■ PASSAGE SHOWN ■
━━━

Former OSRUI Director Named In Sexual Harassment Report

A 126-page report into misconduct at several Union for Reform Judaism Camps was released Thursday, detailing several incidents of sexual harassment by long-time OSRUI executive director Jerry Kaye. 

Kaye led OSRUI, the Wisconsin-based camp that draws many kids from the Twin Cities, for 48 years before his retirement in 2017. The investigation found that Kaye sexually harassed at least six adult women, five of whom the investigators directly spoke with.

“The women with whom we spoke reported that they were subject to unwanted touching, sexualized comments and sexual advances from Kaye between the 1980s and 2016,” the report read. “Nine other witnesses reported secondhand knowledge of inappropriate conduct, including several that corroborated the first-hand accounts received.”

The investigation found that URJ documents “reflect a report of misconduct by Kaye in 2003.” The investigation found that many of these incidents took place outside of the campgrounds in Oconomowoc, but “[t]here was a nearly uniform expression of concern by witnesses about confidentiality, with many witnesses fearful of retaliation.”

━━━

■ REQUIRED TASK 1 ■
Summarize the article on the OSRUI report in two sentences.
■ REQUIRED TASK 2 ■
Echo word for word the part of the article on the OSRUI report that begins at the words "A 126-page report" and ends after "directly spoke with.".

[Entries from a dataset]
━━━

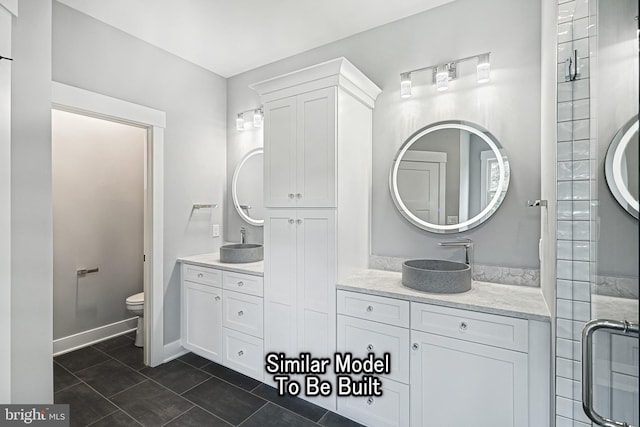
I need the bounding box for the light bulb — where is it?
[400,73,411,98]
[436,64,449,91]
[476,53,491,83]
[236,113,244,130]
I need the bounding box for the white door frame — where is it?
[51,82,166,366]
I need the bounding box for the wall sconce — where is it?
[400,52,491,98]
[236,107,264,131]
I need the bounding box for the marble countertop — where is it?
[337,270,551,322]
[178,252,264,276]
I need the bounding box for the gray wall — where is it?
[592,0,638,278]
[52,110,147,339]
[53,2,226,344]
[226,0,540,268]
[10,0,53,404]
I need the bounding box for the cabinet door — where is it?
[182,281,222,363]
[264,96,297,208]
[296,209,336,411]
[411,331,528,427]
[296,87,338,208]
[264,209,298,355]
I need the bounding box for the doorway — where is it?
[52,82,166,366]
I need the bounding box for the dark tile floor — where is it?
[53,334,360,427]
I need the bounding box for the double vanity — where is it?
[179,253,551,426]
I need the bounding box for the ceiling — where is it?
[58,0,453,77]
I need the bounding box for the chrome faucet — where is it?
[438,238,474,280]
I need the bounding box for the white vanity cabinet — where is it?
[250,58,380,410]
[411,303,529,427]
[337,291,410,427]
[182,263,264,381]
[182,264,222,363]
[264,86,337,208]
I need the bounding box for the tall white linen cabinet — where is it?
[251,58,381,410]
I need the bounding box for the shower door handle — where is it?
[76,267,99,277]
[582,319,638,427]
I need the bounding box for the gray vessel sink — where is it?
[220,243,264,264]
[402,259,471,294]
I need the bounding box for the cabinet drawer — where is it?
[338,378,409,427]
[222,271,263,297]
[338,315,409,383]
[338,291,409,328]
[222,289,263,338]
[222,328,264,381]
[411,302,529,352]
[182,264,222,287]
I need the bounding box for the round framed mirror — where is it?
[389,120,510,233]
[604,115,638,218]
[231,148,264,226]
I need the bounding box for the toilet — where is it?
[127,292,144,347]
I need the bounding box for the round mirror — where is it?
[604,115,638,218]
[231,148,264,226]
[389,120,509,233]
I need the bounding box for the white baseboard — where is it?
[164,340,189,363]
[53,317,138,356]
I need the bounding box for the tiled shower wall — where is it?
[556,0,597,427]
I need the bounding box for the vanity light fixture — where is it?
[436,64,450,92]
[400,52,491,98]
[476,53,491,83]
[400,73,411,98]
[253,108,264,128]
[236,107,264,131]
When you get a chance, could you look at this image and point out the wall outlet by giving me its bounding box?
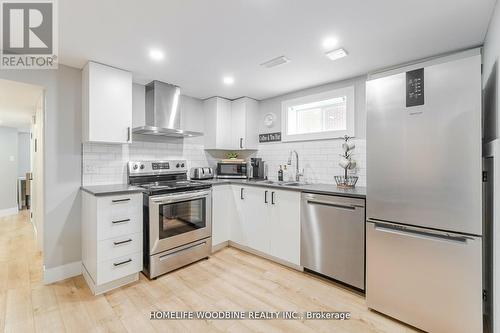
[83,163,98,174]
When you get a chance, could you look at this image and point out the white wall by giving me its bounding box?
[0,127,18,211]
[483,5,500,141]
[17,132,31,177]
[0,65,82,269]
[483,2,500,333]
[257,76,366,186]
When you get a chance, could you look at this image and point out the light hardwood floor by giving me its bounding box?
[0,212,422,333]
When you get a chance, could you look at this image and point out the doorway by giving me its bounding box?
[0,80,45,251]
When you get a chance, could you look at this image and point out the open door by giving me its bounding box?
[31,92,45,251]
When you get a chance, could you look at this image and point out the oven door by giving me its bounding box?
[149,190,212,255]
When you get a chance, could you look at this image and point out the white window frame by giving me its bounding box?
[281,86,355,142]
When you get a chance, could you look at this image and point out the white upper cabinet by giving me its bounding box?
[204,97,259,150]
[203,97,231,149]
[82,62,132,143]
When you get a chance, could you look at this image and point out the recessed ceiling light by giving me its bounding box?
[323,37,339,51]
[260,56,290,68]
[222,76,234,86]
[149,49,165,60]
[325,49,347,60]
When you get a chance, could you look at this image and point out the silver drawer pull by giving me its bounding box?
[113,258,132,267]
[111,219,130,224]
[113,238,132,246]
[111,198,130,203]
[158,242,207,261]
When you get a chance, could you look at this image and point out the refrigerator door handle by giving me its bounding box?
[371,221,474,244]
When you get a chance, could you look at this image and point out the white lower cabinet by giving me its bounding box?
[212,184,236,247]
[82,192,143,295]
[212,185,300,266]
[269,190,300,265]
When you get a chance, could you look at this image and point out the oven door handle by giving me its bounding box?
[150,191,210,205]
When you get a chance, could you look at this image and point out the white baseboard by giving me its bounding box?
[0,206,19,217]
[43,261,82,284]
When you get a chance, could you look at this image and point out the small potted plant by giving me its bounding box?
[335,135,358,188]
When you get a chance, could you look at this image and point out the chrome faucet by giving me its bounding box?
[287,150,304,182]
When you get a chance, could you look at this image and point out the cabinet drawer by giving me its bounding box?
[97,193,142,220]
[97,252,142,284]
[97,232,142,262]
[97,193,142,241]
[97,214,142,241]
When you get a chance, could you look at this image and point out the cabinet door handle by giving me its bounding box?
[113,258,132,267]
[111,219,130,224]
[113,238,132,246]
[111,198,130,203]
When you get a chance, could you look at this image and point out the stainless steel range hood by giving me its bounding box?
[132,81,203,138]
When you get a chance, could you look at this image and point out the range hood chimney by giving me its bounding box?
[132,81,203,138]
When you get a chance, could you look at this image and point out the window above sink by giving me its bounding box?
[281,86,354,141]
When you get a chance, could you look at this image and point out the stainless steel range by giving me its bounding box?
[128,160,212,279]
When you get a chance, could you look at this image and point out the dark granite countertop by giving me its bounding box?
[197,179,366,199]
[80,184,142,196]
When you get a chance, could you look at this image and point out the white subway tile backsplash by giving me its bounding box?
[82,139,366,186]
[256,139,366,186]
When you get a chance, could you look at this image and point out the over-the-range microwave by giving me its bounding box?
[217,161,248,179]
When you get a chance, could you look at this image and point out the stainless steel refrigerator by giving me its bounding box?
[366,49,483,333]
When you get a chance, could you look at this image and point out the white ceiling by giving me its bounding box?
[58,0,495,99]
[0,80,43,131]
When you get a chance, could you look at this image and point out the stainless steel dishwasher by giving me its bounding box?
[300,193,365,290]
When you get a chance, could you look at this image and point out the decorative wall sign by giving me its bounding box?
[406,68,424,107]
[259,132,281,143]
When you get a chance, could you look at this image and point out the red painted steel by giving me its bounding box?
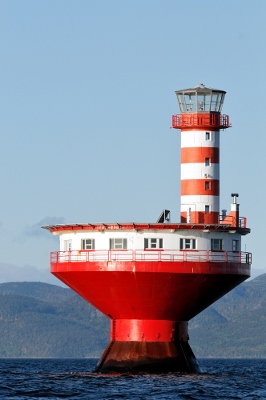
[172,113,231,130]
[110,319,175,342]
[180,211,220,224]
[43,223,250,235]
[51,252,250,321]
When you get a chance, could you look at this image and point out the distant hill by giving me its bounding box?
[0,282,109,358]
[0,274,266,358]
[189,274,266,358]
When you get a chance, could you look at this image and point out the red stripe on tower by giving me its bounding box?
[172,84,230,224]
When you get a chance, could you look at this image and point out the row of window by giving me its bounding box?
[64,238,239,251]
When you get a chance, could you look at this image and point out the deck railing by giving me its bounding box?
[51,250,252,264]
[172,113,231,129]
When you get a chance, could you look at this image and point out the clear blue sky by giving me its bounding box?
[0,0,266,281]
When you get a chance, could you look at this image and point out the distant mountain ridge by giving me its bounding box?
[0,274,266,358]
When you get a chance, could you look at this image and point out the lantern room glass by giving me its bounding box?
[176,85,226,114]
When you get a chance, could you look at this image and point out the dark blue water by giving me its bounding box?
[0,359,266,400]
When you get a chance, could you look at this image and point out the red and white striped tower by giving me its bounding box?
[172,84,230,224]
[44,85,251,373]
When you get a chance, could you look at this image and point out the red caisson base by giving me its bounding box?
[96,320,201,373]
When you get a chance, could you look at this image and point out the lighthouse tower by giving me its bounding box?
[172,84,230,224]
[43,85,251,372]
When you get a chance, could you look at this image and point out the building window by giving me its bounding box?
[180,239,196,250]
[211,239,223,251]
[110,238,127,250]
[144,238,163,249]
[81,239,95,250]
[64,240,72,251]
[232,240,239,251]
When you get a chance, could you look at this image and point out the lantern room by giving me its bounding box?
[175,84,226,114]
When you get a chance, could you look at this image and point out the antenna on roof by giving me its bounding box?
[157,210,170,223]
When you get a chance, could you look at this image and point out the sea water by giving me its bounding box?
[0,359,266,400]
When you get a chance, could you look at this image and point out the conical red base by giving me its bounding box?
[96,341,201,373]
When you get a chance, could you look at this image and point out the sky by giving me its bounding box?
[0,0,266,284]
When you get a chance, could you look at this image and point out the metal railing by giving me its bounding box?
[219,215,247,228]
[172,113,231,129]
[51,250,252,264]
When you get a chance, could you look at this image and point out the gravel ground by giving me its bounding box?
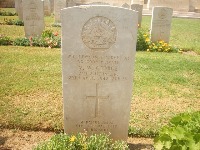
[0,129,153,150]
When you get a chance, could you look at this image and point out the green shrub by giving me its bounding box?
[0,35,12,45]
[154,111,200,150]
[35,133,128,150]
[136,28,149,51]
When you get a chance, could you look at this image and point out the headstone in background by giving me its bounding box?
[61,5,138,140]
[50,0,54,13]
[151,7,173,43]
[73,0,131,7]
[15,0,23,20]
[131,4,143,27]
[147,0,190,12]
[43,0,51,16]
[131,0,144,5]
[54,0,66,23]
[67,0,76,7]
[22,0,44,38]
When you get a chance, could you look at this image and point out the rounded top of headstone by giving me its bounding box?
[82,16,117,51]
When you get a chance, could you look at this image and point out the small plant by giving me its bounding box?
[136,29,179,52]
[0,35,12,45]
[35,133,128,150]
[136,28,149,51]
[154,111,200,150]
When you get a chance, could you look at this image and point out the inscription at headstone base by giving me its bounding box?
[61,5,138,140]
[151,7,173,43]
[22,0,44,37]
[131,4,143,27]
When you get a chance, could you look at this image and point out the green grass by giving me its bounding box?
[142,16,200,54]
[0,8,200,136]
[0,46,200,136]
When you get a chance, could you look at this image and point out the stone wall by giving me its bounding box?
[147,0,190,12]
[74,0,131,6]
[0,0,15,8]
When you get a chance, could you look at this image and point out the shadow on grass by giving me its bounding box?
[128,143,154,150]
[0,136,12,150]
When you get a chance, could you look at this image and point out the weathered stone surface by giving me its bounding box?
[131,0,144,5]
[151,7,173,43]
[0,0,15,8]
[74,0,131,6]
[131,4,143,27]
[15,0,23,20]
[61,5,138,140]
[43,0,51,16]
[54,0,66,23]
[147,0,189,12]
[22,0,44,37]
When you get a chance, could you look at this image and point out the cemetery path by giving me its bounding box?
[0,129,153,150]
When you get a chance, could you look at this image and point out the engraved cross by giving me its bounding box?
[86,83,109,118]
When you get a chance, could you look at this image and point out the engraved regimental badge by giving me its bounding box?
[158,8,167,19]
[82,16,117,51]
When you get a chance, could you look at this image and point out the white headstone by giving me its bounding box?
[50,0,54,13]
[131,4,143,27]
[61,5,138,140]
[15,0,23,20]
[54,0,66,23]
[151,7,173,43]
[147,0,191,12]
[22,0,44,37]
[73,0,131,7]
[43,0,51,16]
[122,3,130,9]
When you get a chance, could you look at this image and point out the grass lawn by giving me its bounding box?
[0,46,200,135]
[0,8,200,136]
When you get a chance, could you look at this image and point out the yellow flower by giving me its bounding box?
[70,135,76,142]
[145,38,150,42]
[143,34,147,37]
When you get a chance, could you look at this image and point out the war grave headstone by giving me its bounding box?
[22,0,45,37]
[151,7,173,43]
[43,0,51,16]
[61,5,138,140]
[131,4,143,27]
[54,0,66,23]
[74,0,131,7]
[15,0,23,20]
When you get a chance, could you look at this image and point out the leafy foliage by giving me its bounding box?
[10,30,61,48]
[35,133,128,150]
[136,29,179,52]
[0,10,17,16]
[154,111,200,150]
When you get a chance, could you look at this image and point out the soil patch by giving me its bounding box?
[0,129,153,150]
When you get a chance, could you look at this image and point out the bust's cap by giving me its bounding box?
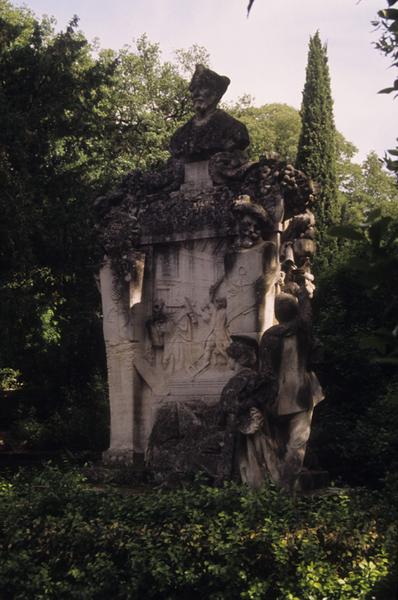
[189,65,231,99]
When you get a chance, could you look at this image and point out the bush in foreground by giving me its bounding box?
[0,466,397,600]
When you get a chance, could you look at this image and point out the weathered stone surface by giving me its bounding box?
[170,109,250,162]
[95,66,320,489]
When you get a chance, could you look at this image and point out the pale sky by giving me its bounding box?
[14,0,398,160]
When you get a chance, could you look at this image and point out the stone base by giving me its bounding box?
[102,448,135,467]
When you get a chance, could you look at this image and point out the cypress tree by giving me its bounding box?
[296,31,339,244]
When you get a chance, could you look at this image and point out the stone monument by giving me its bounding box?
[95,65,322,489]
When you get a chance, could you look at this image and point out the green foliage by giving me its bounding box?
[226,96,301,162]
[373,0,398,176]
[296,32,340,248]
[0,468,396,600]
[314,209,398,485]
[0,0,198,445]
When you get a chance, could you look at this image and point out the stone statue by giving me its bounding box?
[94,65,322,490]
[211,196,278,335]
[260,286,324,493]
[170,65,249,162]
[217,338,276,488]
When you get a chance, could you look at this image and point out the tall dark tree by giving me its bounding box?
[296,31,339,242]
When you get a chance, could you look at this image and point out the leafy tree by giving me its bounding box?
[226,96,301,162]
[0,0,199,445]
[373,0,398,177]
[296,32,339,244]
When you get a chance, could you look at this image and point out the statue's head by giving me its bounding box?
[275,292,299,323]
[189,65,230,118]
[233,196,270,248]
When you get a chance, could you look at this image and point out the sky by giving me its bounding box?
[13,0,398,161]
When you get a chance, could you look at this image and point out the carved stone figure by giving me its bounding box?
[212,196,278,335]
[217,339,276,488]
[170,65,249,162]
[260,288,324,492]
[94,65,321,489]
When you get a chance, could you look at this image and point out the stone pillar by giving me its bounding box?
[100,261,138,464]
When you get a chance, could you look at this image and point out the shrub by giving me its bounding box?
[0,467,397,600]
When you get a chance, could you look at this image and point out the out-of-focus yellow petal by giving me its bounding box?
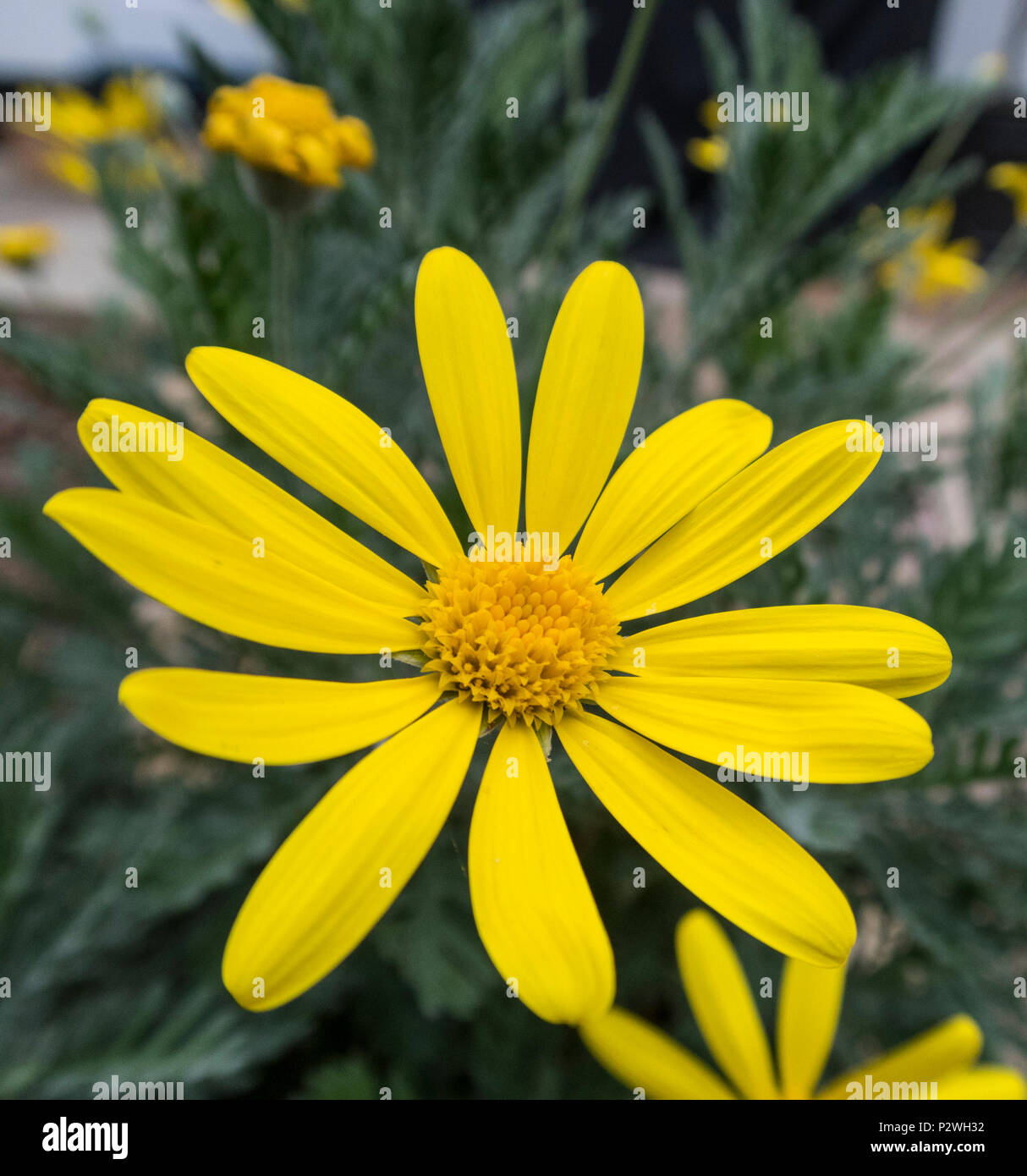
[43,489,418,654]
[606,421,883,620]
[414,248,521,535]
[596,675,934,784]
[674,910,777,1098]
[221,702,481,1013]
[609,604,952,699]
[777,959,844,1098]
[186,347,464,567]
[118,669,439,765]
[580,1007,734,1098]
[574,400,773,580]
[467,723,615,1025]
[79,400,425,616]
[937,1065,1027,1102]
[524,261,645,549]
[557,715,855,967]
[820,1014,984,1098]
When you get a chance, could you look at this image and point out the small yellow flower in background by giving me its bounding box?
[580,910,1027,1100]
[0,224,57,269]
[45,248,952,1023]
[30,73,162,196]
[988,163,1027,224]
[202,74,374,188]
[43,151,100,196]
[211,0,310,21]
[684,135,731,172]
[877,200,987,302]
[51,74,160,147]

━━━

■ EXPECTED ANSWER 1 ■
A 126-page report on misconduct at several Union for Reform Judaism camps, released Thursday, found that Jerry Kaye, who led the Wisconsin-based camp OSRUI for 48 years before retiring in 2017, sexually harassed at least six adult women. Five of them told investigators of unwanted touching, sexualized comments and sexual advances between the 1980s and 2016, URJ documents reflect a report of misconduct by Kaye in 2003, and many witnesses feared retaliation.

■ EXPECTED ANSWER 2 ■
A 126-page report into misconduct at several Union for Reform Judaism Camps was released Thursday, detailing several incidents of sexual harassment by long-time OSRUI executive director Jerry Kaye. 

Kaye led OSRUI, the Wisconsin-based camp that draws many kids from the Twin Cities, for 48 years before his retirement in 2017. The investigation found that Kaye sexually harassed at least six adult women, five of whom the investigators directly spoke with.